▶ **Fragment tekstu**
——
"[...] wydało jej się, że ktoś stoi obok i się z niej śmieje. W mieszkaniu nikogo jednak nie było, więc uznała, że śmiech musiał się jej przesłyszeć.”, czyli Marinina powraca w kolejnej powieści.
Śmiech bogów to już 22 tom z Anastazją Kamieńską i moje siódme spotkanie z Aleksandrą Marininą. Za mną już Niebezpieczna sekwencja, Sprawiedliwy oprawca, Śmierć nadeszła wczoraj, Wieczny odpoczynek, Harmonia zbrodni oraz Siódma ofiara. Jeśli nie czytaliście poprzednich tomów, to nic nie stoi na przeszkodzie, aby przeczytać Śmiech bogów, gdyż książki Marininy możecie czytać bez znajomości wszystkich tomów.
Nastia Kamieńska prowadzi dochodzenie w sprawie zabójstw dwóch młodych mężczyzn. Szybko odkrywa, że w przeddzień śmierci obaj byli na koncercie zespołu rockowego Bi-Bi-Es i zginęli, ponieważ krytykowali solistkę Swietłanę Miedwiediewą. Zabójca zwany Fanem rzuca mroczny cień na Moskwę.
——
Wiersze ze zbioru danych:

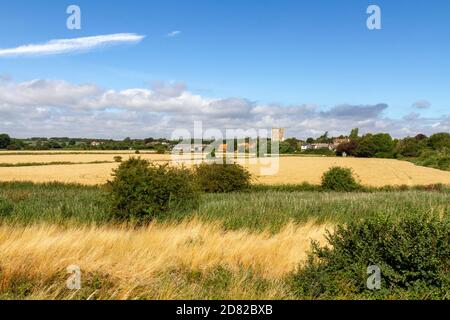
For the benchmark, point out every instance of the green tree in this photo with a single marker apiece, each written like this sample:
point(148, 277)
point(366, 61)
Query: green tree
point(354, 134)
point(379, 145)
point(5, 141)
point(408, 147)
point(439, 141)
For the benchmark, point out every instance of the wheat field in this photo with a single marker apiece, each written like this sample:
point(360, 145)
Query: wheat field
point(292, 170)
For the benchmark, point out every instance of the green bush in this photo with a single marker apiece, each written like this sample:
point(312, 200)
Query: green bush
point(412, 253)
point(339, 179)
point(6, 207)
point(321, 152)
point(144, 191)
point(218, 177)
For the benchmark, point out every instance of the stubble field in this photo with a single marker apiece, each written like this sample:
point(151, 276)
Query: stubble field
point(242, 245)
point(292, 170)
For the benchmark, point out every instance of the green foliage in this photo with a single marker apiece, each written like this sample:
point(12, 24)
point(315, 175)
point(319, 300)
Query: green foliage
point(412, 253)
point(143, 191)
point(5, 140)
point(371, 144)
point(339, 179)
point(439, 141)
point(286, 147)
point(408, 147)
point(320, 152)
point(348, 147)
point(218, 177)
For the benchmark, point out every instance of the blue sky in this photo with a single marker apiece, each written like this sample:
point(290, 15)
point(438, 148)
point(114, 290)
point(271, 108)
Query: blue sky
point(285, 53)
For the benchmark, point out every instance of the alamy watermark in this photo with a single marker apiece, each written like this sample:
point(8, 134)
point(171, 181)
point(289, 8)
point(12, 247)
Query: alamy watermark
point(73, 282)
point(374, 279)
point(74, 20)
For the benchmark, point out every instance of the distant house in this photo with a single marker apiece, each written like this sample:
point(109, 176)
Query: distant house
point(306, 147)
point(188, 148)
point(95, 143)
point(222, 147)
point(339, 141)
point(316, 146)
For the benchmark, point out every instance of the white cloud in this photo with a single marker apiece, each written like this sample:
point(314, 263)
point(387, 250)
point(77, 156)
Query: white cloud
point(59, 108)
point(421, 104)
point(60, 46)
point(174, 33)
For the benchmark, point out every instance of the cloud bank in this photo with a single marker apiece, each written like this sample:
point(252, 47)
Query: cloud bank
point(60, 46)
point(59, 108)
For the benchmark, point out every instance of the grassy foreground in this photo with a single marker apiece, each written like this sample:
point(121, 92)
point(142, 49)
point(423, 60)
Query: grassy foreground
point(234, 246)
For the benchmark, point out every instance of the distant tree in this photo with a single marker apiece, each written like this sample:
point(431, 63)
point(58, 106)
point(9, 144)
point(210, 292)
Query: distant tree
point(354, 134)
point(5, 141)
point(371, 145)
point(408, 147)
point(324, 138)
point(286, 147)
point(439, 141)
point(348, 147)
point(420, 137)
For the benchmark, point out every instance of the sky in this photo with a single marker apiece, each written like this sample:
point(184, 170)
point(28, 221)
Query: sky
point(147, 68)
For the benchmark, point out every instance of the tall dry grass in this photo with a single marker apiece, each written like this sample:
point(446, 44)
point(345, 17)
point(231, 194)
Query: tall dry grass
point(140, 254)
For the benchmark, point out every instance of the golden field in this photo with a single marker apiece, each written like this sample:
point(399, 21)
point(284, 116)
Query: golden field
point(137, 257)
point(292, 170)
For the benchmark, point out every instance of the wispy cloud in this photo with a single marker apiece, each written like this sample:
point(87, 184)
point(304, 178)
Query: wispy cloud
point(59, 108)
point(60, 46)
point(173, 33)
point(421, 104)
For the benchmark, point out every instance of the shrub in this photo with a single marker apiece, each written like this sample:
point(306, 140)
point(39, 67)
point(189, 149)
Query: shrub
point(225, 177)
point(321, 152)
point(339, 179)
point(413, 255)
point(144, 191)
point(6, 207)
——
▶ **Zadanie 1**
Przepisz bez zmian fragment recenzji powieści od słów „Śmiech bogów to” do słów „znajomości wszystkich tomów.” włącznie.
▶ **Zadanie 2**
Powtórz dokładnie rekordy od samego ich początku do wiersza zawierającego „point(74, 20)” włącznie. Obrazy pomiń w odpowiedzi.
Tekst i rekordy pochodzą z różnych źródeł.

▶ **Oczekiwana odpowiedź 1**
Śmiech bogów to już 22 tom z Anastazją Kamieńską i moje siódme spotkanie z Aleksandrą Marininą. Za mną już Niebezpieczna sekwencja, Sprawiedliwy oprawca, Śmierć nadeszła wczoraj, Wieczny odpoczynek, Harmonia zbrodni oraz Siódma ofiara. Jeśli nie czytaliście poprzednich tomów, to nic nie stoi na przeszkodzie, aby przeczytać Śmiech bogów, gdyż książki Marininy możecie czytać bez znajomości wszystkich tomów.

▶ **Oczekiwana odpowiedź 2**
For the benchmark, point out every instance of the green tree in this photo with a single marker apiece, each written like this sample:
point(148, 277)
point(366, 61)
Query: green tree
point(354, 134)
point(379, 145)
point(5, 141)
point(408, 147)
point(439, 141)
For the benchmark, point out every instance of the wheat field in this photo with a single marker apiece, each written like this sample:
point(360, 145)
Query: wheat field
point(292, 170)
For the benchmark, point out every instance of the green bush in this photo with a single marker apiece, each written like this sample:
point(312, 200)
Query: green bush
point(412, 253)
point(339, 179)
point(6, 207)
point(321, 152)
point(144, 191)
point(218, 177)
For the benchmark, point out every instance of the stubble field in this photo with a single marker apiece, each written like this sample:
point(151, 276)
Query: stubble field
point(242, 245)
point(292, 170)
For the benchmark, point out every instance of the green foliage in this photo with a single marker apiece, each written like this sample:
point(12, 24)
point(315, 175)
point(319, 300)
Query: green foliage
point(412, 253)
point(143, 191)
point(5, 140)
point(371, 144)
point(339, 179)
point(439, 141)
point(286, 147)
point(408, 147)
point(320, 152)
point(348, 147)
point(218, 177)
For the benchmark, point out every instance of the blue sky in this photo with a single marker apiece, each written like this sample:
point(290, 15)
point(438, 148)
point(114, 290)
point(271, 108)
Query: blue sky
point(285, 53)
For the benchmark, point out every instance of the alamy watermark in this photo with a single marker apiece, each written like this sample:
point(8, 134)
point(171, 181)
point(289, 8)
point(12, 247)
Query: alamy watermark
point(73, 282)
point(374, 279)
point(74, 20)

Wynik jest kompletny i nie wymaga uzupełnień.